## [DO THIS]
Transcribe every line of the listing below without any deviation.

## [RECORDS PROVIDED]
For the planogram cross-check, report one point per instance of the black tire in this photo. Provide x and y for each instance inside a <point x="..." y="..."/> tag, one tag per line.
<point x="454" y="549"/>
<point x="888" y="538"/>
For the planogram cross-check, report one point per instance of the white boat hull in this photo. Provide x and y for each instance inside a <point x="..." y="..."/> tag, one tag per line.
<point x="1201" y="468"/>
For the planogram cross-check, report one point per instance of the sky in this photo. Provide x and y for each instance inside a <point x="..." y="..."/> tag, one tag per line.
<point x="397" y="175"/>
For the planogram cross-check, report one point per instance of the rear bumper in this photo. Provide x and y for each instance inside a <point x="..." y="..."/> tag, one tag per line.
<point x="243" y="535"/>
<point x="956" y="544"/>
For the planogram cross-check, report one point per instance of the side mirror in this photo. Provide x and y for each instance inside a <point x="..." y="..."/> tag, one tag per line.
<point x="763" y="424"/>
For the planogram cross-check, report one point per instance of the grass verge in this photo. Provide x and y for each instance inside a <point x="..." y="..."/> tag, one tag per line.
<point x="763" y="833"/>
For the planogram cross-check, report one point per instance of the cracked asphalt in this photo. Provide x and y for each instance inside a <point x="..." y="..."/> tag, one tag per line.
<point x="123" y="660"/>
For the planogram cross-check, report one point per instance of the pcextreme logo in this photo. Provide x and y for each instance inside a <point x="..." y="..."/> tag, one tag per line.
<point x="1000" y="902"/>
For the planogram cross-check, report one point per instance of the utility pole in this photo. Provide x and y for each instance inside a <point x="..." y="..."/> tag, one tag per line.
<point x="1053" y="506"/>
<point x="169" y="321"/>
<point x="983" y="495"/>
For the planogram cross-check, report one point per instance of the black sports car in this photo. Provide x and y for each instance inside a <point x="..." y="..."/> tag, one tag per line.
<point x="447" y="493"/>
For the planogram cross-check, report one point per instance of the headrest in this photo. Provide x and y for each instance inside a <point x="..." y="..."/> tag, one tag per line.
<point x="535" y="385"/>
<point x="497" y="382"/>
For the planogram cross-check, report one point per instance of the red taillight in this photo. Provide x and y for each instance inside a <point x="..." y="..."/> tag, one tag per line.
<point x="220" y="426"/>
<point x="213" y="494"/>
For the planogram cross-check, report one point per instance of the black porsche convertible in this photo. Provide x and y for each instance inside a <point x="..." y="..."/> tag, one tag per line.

## [RESULT FOR THIS TASK]
For the planogram cross-check, report one point per instance of the black tire in this photo. Provide x and y for each instance inside a <point x="..." y="..."/> tag, one tag per line.
<point x="454" y="549"/>
<point x="888" y="538"/>
For the planogram cross-check, report one point per instance of the white boat hull in this photo. Provide x and y for each instance inside a <point x="..." y="..."/> tag, one tag per line.
<point x="1201" y="468"/>
For the planogram cross-check, report one point per instance of the sky in this photo. Provide x and y for each instance inside a <point x="..." y="..."/> tag, one tag per line.
<point x="397" y="175"/>
For the planogram cross-check, report one point per instance of the rear bumper in this photo. Provide x and y for each instance inside a <point x="..." y="..."/> tag, one tag per line.
<point x="243" y="535"/>
<point x="956" y="544"/>
For the planogram cross-check, report one point per instance of the side mirror in this photo. Provide x and y for each instance inside a <point x="..." y="..."/> tag, one tag per line.
<point x="763" y="424"/>
For the planogram cross-check, report one point per instance of the grass verge in this photo. Provide x and y for each instance inside a <point x="..." y="..."/> tag, one tag per line.
<point x="763" y="833"/>
For the planogram cross-check, report one point per instance of the cracked asphalt in this photo. Provide x and y for each instance inside a <point x="..." y="..."/> tag, one tag per line.
<point x="123" y="660"/>
For the planogram cross-check, report one point per instance of the pcextreme logo in this photo. Provide x and y for each instance inside a <point x="..." y="..."/> tag, one tag per line.
<point x="1000" y="902"/>
For the planogram cross-check, report one point per instance of the utility pole in this photo. Provide x and y for each instance inside a <point x="..." y="..."/> tag, one tag per line.
<point x="1053" y="506"/>
<point x="169" y="321"/>
<point x="983" y="495"/>
For the planogram cross-check, report one point per instance of the black sports car in this photo. Provide x and y for each instance inside a <point x="..." y="..."/> tag, one tag per line.
<point x="447" y="493"/>
For the planogram cross-check, report one point per instance of the headrest in this photo. Provide x and y for each instance inside a <point x="..." y="..."/> tag, one tag per line.
<point x="535" y="385"/>
<point x="497" y="382"/>
For the planogram cross-check, report one point per instance of the red taillight in this photo. Provide x and y for each instance inside a <point x="..." y="..."/> tag, one tag per line.
<point x="220" y="426"/>
<point x="213" y="494"/>
For the planogram cross-check, report one point per instance of the black porsche convertible in this photo. Provide x and y for each instance inside a <point x="..." y="..."/> tag, one tag per line.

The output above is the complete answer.